Without skipping anything, write out each record below exactly.

....

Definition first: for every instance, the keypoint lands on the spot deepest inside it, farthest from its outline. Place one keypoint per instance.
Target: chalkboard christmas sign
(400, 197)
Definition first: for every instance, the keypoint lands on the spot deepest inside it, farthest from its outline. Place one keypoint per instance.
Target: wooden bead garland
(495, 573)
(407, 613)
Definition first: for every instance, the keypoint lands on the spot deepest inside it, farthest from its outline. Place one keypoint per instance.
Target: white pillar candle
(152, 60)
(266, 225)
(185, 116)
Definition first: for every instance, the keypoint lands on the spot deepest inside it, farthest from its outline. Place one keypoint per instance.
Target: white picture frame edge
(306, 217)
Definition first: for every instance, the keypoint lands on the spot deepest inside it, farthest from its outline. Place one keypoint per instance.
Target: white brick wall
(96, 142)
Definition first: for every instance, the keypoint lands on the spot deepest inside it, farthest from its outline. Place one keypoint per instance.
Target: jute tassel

....

**Result**
Definition first: for every instance, the keypoint lands on the spot deepest inside it, farthest from its outline. Place one keypoint per instance.
Target: chalkboard christmas sign
(400, 197)
Definition first: for every instance, the keypoint lands on the spot deepest inside it, farthest from its outline. Place one keypoint per instance.
Target: wooden bead garland
(495, 573)
(407, 613)
Definition first: for every instance, the keypoint lands on the spot deepest inside it, farthest from its outline. Place one keypoint per instance.
Target: white pillar candle
(152, 60)
(266, 225)
(185, 116)
Definition first: for every instance, the keypoint lands on the spot deepest inside it, farthest from its outline. Place one keypoint per instance.
Target: white picture frame edge
(306, 217)
Definition first: for every instance, the keypoint lands on the spot deepest inside it, farthest from its outline. Place one keypoint per instance.
Target: white brick wall
(96, 142)
Definition first: for every instance, the keypoint lands on the spot deepest inside it, farthest from its outline. Place one keypoint per instance.
Target: jute tassel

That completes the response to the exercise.